**Exercise requirements:** Nothing is needed except the lines below that run from the one with "positive clicks: (243, 164)" through the one with "positive clicks: (136, 204)", repeated exactly.

**The records:**
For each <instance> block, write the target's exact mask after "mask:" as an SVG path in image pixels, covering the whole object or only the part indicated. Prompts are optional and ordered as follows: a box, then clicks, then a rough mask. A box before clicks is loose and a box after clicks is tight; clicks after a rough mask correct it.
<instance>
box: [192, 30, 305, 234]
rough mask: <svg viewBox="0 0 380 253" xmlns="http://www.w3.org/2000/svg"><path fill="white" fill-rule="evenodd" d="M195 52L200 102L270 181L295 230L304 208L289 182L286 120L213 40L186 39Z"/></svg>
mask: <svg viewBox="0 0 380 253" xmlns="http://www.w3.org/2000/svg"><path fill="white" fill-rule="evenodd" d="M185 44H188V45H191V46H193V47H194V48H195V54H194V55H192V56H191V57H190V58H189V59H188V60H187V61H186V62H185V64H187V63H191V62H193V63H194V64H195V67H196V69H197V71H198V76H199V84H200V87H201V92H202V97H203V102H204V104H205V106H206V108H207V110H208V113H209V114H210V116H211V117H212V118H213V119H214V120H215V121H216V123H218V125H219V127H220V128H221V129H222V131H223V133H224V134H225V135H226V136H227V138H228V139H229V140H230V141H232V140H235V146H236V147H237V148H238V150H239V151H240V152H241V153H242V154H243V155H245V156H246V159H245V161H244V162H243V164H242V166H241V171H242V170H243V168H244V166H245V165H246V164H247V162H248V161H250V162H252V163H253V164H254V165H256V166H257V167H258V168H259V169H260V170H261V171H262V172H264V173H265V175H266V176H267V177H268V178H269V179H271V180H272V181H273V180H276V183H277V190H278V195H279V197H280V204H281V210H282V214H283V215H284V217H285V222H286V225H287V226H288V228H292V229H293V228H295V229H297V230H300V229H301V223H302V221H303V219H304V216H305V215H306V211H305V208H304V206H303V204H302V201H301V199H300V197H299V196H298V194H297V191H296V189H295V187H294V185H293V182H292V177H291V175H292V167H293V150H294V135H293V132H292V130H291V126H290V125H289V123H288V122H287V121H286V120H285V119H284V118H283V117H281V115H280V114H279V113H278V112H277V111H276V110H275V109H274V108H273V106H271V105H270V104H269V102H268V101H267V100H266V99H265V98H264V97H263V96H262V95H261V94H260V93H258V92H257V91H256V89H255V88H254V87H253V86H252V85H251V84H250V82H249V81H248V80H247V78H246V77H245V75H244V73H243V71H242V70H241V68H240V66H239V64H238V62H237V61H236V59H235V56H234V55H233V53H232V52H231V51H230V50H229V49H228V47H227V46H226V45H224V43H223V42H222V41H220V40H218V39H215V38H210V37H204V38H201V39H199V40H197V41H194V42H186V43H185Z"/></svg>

...

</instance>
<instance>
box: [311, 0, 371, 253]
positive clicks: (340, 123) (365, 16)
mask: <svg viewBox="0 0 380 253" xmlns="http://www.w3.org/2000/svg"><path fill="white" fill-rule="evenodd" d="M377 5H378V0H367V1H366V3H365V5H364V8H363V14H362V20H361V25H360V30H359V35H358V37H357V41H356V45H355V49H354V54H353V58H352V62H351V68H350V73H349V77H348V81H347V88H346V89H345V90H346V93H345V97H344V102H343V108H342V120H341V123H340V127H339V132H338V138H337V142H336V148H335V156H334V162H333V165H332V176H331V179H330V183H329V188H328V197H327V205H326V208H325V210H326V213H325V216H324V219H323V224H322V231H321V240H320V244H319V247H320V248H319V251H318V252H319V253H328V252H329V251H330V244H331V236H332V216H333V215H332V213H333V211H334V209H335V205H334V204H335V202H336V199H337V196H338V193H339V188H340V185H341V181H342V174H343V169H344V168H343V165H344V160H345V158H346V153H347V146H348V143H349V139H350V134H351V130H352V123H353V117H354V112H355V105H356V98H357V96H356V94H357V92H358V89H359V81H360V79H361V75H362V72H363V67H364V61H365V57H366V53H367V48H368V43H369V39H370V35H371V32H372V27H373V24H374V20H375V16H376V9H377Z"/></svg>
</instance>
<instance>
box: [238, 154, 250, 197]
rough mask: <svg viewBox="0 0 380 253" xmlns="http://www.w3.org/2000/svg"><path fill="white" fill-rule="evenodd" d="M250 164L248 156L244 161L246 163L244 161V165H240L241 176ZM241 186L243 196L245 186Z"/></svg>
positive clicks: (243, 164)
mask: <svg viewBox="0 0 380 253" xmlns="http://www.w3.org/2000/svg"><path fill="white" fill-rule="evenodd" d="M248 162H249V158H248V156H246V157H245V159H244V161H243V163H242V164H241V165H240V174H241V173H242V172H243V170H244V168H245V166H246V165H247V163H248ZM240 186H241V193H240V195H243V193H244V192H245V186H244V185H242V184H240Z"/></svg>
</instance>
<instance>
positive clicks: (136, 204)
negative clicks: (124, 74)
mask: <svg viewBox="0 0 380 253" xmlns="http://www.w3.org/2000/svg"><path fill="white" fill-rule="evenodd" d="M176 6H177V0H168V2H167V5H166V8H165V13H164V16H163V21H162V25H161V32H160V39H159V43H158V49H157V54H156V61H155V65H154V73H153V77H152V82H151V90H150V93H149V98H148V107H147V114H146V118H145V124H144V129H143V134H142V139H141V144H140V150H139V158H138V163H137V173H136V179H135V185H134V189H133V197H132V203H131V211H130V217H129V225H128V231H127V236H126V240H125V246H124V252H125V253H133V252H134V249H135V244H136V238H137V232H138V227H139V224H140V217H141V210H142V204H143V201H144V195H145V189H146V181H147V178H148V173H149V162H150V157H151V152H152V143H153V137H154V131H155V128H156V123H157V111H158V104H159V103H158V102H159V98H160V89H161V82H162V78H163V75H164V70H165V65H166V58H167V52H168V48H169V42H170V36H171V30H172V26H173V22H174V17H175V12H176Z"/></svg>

**Solution to this problem:**
positive clicks: (243, 164)
mask: <svg viewBox="0 0 380 253" xmlns="http://www.w3.org/2000/svg"><path fill="white" fill-rule="evenodd" d="M248 162H249V158H248V156H246V157H245V159H244V161H243V163H242V164H241V165H240V174H241V173H242V172H243V170H244V168H245V166H246V165H247V163H248ZM240 186H241V193H240V195H243V193H244V192H245V186H244V185H242V184H240Z"/></svg>
</instance>
<instance>
positive clicks: (136, 204)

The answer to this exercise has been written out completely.